#### Short problem
Retype the lines running from the one containing "Compliance review item #47: Confirm the presence of the bird's" through the end of the records, keeping every character as it is.

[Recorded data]
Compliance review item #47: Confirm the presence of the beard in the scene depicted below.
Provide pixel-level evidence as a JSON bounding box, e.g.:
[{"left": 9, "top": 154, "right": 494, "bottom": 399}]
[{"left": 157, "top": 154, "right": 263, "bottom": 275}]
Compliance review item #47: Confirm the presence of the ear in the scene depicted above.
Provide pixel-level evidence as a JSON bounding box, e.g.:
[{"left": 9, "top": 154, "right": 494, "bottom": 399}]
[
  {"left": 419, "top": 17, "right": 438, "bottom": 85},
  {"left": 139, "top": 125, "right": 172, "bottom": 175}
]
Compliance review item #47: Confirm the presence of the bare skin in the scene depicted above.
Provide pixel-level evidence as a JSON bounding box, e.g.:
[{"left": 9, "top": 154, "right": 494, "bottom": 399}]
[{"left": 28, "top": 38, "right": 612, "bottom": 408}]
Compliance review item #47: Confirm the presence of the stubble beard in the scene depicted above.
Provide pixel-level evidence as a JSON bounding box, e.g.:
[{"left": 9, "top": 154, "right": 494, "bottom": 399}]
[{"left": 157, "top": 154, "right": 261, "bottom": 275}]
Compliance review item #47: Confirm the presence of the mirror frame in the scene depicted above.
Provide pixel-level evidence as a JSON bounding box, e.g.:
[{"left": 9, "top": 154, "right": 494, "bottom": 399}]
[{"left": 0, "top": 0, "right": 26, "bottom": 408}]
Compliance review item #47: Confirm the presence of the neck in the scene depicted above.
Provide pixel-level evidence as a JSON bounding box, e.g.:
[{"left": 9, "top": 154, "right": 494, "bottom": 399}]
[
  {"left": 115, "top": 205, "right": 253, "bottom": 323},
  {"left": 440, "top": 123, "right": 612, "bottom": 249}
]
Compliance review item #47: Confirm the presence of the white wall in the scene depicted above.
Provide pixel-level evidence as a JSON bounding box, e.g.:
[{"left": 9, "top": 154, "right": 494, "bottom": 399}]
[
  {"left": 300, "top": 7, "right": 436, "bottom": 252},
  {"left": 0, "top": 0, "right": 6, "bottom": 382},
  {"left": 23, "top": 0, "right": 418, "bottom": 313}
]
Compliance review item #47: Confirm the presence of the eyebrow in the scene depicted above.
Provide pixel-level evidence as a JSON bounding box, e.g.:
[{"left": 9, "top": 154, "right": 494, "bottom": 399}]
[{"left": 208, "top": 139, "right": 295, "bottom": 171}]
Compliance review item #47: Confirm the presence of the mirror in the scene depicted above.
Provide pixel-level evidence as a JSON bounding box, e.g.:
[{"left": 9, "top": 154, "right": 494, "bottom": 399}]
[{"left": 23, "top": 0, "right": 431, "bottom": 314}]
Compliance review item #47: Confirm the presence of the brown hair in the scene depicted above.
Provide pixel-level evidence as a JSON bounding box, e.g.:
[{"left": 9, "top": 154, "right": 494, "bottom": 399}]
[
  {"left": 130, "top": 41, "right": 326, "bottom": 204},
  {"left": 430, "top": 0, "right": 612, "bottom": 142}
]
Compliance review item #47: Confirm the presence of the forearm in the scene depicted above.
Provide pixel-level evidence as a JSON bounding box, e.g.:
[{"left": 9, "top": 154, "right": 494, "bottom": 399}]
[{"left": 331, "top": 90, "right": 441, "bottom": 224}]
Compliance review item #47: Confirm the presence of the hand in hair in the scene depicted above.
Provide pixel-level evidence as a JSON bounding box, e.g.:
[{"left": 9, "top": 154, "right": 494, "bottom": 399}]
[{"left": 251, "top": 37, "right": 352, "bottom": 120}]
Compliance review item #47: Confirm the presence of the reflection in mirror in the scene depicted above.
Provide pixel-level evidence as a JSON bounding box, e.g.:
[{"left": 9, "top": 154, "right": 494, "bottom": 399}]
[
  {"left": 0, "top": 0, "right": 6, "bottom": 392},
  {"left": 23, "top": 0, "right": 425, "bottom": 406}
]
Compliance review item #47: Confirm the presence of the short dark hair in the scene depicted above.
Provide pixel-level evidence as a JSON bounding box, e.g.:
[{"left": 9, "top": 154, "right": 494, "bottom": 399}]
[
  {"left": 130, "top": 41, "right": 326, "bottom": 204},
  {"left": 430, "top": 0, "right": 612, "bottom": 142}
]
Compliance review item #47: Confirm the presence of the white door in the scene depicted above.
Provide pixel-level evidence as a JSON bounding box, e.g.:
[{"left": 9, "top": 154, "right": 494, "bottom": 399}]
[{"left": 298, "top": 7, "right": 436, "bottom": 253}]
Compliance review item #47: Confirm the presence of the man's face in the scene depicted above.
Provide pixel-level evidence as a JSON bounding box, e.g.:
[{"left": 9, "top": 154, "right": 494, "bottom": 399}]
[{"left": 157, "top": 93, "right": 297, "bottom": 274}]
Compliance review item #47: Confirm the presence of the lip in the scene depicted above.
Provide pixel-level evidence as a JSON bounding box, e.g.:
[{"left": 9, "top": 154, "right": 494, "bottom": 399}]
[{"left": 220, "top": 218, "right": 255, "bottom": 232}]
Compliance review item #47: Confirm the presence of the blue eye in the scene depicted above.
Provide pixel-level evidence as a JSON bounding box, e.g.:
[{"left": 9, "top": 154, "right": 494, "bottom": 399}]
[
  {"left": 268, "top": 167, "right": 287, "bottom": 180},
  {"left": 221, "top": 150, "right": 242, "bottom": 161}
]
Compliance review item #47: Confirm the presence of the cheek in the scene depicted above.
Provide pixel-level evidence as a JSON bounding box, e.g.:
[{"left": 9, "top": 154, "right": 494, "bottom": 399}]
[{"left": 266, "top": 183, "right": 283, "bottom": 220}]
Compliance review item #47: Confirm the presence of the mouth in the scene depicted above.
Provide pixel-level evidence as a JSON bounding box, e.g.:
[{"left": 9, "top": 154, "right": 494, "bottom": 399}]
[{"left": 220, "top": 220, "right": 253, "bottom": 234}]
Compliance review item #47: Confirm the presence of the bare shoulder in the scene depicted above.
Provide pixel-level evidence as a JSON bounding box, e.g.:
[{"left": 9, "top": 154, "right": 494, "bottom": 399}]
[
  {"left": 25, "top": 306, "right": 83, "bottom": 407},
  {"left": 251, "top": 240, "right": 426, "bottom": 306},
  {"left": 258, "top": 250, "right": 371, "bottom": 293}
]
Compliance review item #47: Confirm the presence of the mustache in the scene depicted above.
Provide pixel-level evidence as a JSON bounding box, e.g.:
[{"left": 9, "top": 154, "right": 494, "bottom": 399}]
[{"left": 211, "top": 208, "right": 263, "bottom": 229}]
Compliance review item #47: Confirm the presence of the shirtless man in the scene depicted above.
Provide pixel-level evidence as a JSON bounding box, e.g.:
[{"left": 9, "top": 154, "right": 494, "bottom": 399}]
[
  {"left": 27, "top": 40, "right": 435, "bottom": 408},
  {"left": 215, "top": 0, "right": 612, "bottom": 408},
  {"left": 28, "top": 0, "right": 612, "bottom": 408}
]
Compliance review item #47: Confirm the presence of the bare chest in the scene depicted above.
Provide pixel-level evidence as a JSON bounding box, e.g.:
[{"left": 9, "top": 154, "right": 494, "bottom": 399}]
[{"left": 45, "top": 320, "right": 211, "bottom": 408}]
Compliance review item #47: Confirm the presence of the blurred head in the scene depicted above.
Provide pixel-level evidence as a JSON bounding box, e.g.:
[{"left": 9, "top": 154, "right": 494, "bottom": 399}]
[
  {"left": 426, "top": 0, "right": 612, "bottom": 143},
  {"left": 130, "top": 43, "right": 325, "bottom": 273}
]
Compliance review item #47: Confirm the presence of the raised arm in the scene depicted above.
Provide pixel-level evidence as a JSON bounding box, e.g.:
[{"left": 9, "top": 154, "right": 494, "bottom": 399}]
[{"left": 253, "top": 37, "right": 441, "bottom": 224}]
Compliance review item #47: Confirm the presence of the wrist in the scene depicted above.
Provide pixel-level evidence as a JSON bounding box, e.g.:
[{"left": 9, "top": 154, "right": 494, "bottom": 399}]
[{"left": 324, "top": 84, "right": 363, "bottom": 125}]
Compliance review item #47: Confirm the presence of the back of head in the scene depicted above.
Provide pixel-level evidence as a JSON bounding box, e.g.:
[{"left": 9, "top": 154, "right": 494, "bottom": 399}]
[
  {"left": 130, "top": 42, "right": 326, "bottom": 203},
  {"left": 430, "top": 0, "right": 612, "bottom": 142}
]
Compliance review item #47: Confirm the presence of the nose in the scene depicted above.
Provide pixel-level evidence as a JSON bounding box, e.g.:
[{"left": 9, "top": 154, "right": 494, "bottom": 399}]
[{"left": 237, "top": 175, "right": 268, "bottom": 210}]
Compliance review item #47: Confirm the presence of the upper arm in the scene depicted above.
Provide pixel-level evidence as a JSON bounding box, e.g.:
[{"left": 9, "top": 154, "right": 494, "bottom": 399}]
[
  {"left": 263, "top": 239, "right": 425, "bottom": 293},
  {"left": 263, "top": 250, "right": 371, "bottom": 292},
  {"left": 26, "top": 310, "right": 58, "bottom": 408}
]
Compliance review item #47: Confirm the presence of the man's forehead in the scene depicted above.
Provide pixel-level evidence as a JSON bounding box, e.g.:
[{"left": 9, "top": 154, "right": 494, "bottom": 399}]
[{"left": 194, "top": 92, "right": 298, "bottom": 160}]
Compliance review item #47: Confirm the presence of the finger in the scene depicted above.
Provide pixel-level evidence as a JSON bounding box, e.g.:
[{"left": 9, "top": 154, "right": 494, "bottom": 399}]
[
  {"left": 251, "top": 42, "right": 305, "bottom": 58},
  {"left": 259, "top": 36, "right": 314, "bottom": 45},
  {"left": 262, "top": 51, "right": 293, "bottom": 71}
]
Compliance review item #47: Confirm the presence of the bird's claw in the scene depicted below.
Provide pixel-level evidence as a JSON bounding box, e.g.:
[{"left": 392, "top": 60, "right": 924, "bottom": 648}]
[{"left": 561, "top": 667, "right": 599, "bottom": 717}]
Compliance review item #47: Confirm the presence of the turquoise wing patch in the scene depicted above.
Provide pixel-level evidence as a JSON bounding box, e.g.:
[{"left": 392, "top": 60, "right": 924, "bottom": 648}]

#### Response
Compliance review item #47: Confirm the presence of the bird's claw in the scene depicted below.
Provide pixel-level evidence as a JSON bounding box, e.g.:
[{"left": 392, "top": 60, "right": 924, "bottom": 648}]
[{"left": 561, "top": 667, "right": 599, "bottom": 717}]
Compliance review item #47: Confirm the presence of the turquoise wing patch in the scene depicted above.
Provide pixel-level evidence as a JSON bounding box, e.g.:
[{"left": 392, "top": 60, "right": 924, "bottom": 648}]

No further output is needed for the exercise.